- **GIVEN RECORDS**:

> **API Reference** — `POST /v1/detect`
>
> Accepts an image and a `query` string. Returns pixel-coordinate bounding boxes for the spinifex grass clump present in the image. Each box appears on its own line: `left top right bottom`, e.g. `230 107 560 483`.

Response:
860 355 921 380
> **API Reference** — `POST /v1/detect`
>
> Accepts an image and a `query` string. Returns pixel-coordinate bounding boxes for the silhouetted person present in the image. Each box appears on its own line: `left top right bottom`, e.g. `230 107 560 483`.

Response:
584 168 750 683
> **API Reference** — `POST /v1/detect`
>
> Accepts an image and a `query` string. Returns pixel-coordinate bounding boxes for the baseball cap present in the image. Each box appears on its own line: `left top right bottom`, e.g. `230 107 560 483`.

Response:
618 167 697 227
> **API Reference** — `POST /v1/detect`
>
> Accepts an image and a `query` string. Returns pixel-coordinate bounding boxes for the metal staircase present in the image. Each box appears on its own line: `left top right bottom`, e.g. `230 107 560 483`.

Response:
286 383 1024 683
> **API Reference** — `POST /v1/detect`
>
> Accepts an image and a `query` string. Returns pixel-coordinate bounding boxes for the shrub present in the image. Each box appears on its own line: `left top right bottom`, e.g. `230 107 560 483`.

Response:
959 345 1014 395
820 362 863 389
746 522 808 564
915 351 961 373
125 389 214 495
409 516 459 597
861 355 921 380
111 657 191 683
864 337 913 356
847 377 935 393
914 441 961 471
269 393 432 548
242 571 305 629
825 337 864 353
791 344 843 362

...

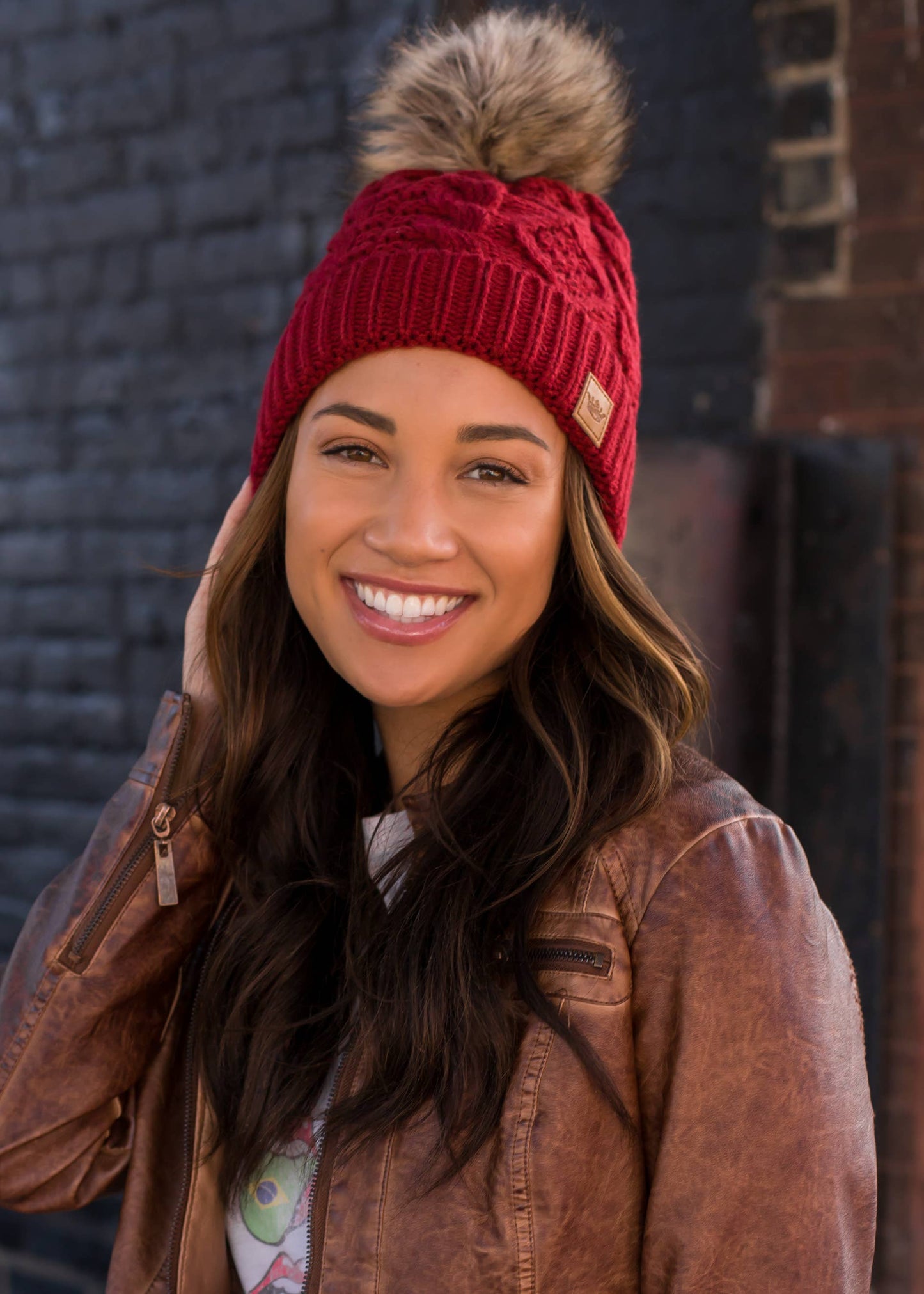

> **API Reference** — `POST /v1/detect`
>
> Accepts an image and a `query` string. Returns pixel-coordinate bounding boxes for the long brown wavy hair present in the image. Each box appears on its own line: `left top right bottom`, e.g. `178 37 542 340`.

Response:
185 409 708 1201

- **PROBLEM REQUIREMENTS**: Return each line from both blocks of records above that contains the string "coordinate", copying every such line in full.

- **WRITTEN SOLUTION**:
> Accepts an image and a `query` string. Returns pixel-coordinate bounding boxes for the spinifex grass clump present in the image. Each box appears on its own line: `left top right bottom`, e.g. `230 107 560 483`.
> Accepts an image and a `query` string. Returns pixel-coordinate bounding boxes for the silhouetted person present in the image. Each box appears on its own line: `left top right bottom`, e.g. `230 107 560 483`.
> Accepts an image and a `query` string. Returns pixel-coordinate bounding boxes for the baseball cap present in the image. Each box appears on its own line: `left top right bottom`, e.g. `230 107 560 483`.
> Accepts an image and a `query` string. Returns pixel-coordinate bounding boxes for the metal staircase present in the image. Each box appears on its own line: `left top right bottom`, e.g. `230 107 560 483`.
> Accepts an image and a `query` string. Returns pixel-coordinate bounding boxes for the shrub present in the image. Each box appears on its own line: `left top right bottom`, e.g. `230 107 560 483`.
> Accepts an image and a `query` string. Returns pixel-coordinate bounding boxes for the long brown wavy hair present in the image. Each box appears on its own line: `left top right bottom`, e.g. `178 37 542 340`.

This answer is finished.